• _SET PROBLEM_
Present every line of the entries below as a Markdown table with the columns No. and Line, one numbered row per line. Omit blank lines and leave the pictures out.

• _LISTED RECORDS_
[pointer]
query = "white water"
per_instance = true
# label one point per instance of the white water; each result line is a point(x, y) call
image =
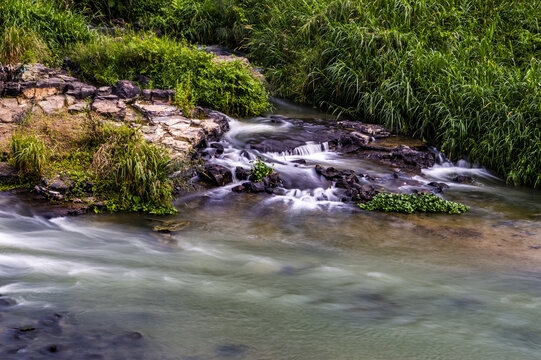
point(297, 276)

• _ANSWER FOR THIS EXERCISE_
| No. | Line |
|---|---|
| 1 | [pointer] |
| 2 | query = "white water" |
| 3 | per_instance = true |
| 4 | # label one point per instance of the white water; each result line is a point(x, y) call |
| 5 | image = |
| 6 | point(297, 276) |